- _Exercise aim_
Offset the lines below, starting at the line that contains "location, like (381,397)." and ending at the last line, by adding 148 to both numbers of every answer coordinate. Give all of those lines again in order, and leave every other line unchanged.

- _Material for this task_
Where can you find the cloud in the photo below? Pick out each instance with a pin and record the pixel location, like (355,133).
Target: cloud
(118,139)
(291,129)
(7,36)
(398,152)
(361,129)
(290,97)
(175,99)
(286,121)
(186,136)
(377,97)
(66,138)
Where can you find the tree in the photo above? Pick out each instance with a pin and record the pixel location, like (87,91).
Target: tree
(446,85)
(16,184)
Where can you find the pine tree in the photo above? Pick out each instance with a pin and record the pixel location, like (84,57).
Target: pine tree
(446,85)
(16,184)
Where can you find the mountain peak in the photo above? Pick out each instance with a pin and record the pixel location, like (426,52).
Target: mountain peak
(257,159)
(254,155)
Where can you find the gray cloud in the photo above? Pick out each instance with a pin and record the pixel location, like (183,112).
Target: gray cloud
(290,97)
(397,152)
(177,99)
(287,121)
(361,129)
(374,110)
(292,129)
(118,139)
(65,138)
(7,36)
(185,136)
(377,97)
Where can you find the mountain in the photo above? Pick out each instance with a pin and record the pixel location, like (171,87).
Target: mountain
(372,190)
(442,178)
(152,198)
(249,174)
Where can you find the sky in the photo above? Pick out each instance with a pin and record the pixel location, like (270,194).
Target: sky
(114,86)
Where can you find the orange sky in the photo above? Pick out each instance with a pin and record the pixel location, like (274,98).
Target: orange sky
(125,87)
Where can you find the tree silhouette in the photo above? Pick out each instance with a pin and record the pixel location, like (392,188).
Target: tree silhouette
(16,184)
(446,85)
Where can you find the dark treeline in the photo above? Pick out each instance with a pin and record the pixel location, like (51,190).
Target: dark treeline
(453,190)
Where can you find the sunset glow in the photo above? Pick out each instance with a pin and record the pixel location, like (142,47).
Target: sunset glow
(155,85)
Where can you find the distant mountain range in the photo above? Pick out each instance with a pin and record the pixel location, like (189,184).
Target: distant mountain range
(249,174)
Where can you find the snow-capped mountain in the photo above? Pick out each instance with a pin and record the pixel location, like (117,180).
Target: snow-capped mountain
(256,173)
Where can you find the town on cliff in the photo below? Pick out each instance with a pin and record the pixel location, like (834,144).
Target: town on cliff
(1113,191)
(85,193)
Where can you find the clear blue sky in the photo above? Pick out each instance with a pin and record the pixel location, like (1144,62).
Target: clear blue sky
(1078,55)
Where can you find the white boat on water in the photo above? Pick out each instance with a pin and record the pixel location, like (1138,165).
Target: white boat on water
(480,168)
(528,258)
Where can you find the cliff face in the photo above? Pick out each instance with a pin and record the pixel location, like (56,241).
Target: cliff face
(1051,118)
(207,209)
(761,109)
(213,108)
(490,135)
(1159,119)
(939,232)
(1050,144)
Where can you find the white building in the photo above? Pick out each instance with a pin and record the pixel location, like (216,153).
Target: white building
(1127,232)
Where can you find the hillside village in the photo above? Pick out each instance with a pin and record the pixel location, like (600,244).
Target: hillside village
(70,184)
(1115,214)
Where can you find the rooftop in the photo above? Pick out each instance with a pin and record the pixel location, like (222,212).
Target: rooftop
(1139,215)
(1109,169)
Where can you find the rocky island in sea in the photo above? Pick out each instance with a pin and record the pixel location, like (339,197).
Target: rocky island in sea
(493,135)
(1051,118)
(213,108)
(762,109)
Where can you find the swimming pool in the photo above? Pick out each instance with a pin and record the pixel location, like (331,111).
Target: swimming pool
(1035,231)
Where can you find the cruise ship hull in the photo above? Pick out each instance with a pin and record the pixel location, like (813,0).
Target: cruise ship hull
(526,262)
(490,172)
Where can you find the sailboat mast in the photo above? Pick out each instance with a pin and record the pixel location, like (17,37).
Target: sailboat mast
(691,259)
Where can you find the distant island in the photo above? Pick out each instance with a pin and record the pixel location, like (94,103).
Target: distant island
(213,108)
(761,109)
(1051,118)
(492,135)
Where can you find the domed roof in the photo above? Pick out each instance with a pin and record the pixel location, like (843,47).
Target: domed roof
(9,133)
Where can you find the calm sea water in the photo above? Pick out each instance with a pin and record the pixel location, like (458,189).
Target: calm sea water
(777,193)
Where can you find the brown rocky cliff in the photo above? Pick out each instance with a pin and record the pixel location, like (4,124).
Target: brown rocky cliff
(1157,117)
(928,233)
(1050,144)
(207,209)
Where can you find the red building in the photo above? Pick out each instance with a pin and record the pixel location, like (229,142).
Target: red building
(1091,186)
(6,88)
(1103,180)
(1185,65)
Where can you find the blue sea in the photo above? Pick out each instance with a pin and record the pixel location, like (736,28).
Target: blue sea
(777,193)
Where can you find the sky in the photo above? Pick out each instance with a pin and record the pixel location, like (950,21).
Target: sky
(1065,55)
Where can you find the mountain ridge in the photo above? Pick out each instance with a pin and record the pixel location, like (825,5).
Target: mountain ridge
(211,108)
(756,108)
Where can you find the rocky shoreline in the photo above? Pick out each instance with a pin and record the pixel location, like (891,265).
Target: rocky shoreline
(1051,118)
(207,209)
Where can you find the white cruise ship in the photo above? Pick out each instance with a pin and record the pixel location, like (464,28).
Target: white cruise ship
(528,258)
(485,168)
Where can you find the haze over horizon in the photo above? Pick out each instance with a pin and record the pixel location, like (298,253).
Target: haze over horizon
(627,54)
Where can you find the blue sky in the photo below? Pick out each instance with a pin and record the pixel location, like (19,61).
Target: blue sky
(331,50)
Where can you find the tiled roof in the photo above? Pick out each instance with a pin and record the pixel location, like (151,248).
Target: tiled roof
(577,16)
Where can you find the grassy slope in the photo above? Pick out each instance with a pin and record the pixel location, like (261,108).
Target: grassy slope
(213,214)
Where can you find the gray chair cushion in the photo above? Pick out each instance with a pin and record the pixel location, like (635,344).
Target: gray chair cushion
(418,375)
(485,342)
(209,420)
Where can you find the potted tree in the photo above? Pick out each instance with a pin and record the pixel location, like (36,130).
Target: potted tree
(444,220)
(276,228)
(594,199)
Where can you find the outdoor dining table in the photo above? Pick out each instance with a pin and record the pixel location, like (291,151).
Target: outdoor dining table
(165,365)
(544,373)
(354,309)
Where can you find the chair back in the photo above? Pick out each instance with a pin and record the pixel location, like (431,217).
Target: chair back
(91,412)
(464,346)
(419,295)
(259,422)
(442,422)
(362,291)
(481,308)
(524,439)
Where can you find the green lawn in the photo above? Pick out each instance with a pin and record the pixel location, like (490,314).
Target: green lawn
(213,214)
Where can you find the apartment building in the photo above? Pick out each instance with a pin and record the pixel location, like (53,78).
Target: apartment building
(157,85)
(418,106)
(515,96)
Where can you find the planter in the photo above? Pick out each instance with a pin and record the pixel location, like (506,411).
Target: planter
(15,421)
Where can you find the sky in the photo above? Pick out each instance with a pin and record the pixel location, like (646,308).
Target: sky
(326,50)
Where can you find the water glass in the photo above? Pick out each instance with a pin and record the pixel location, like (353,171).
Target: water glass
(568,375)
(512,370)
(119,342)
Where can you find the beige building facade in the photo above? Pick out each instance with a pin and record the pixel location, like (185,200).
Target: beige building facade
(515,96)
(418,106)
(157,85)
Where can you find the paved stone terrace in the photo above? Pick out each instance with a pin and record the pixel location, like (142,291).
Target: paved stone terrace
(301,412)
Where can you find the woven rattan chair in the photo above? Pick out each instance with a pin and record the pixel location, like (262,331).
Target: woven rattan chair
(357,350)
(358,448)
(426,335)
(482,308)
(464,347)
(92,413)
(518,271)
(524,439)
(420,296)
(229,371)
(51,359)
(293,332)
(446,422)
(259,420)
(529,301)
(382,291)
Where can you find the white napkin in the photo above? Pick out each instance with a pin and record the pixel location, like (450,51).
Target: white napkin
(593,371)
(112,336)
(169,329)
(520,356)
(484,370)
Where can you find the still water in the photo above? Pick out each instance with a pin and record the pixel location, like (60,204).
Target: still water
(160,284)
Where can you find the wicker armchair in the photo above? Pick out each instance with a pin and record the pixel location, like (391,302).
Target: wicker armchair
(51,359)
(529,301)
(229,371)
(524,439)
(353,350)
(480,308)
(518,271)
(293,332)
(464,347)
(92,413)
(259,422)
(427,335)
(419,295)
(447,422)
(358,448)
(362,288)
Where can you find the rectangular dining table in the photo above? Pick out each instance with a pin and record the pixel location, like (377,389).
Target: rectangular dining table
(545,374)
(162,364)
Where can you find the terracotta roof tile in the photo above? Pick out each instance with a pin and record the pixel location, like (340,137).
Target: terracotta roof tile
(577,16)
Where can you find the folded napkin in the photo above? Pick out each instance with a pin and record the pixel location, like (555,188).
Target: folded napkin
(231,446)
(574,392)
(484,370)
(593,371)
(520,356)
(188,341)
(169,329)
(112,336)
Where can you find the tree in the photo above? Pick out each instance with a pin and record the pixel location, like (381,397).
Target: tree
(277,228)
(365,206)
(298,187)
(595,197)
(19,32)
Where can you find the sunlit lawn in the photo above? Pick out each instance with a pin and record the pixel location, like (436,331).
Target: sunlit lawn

- _Result below_
Where can you find the tree in the photo above? Pick out each instance with a pin and record the pixel location, like (381,397).
Target: tree
(425,376)
(513,354)
(446,335)
(743,345)
(167,180)
Where can you find the sunlit lawn in the photo above? Pick out each instance with a pin and record the pixel location, like (436,331).
Target: sunlit lawn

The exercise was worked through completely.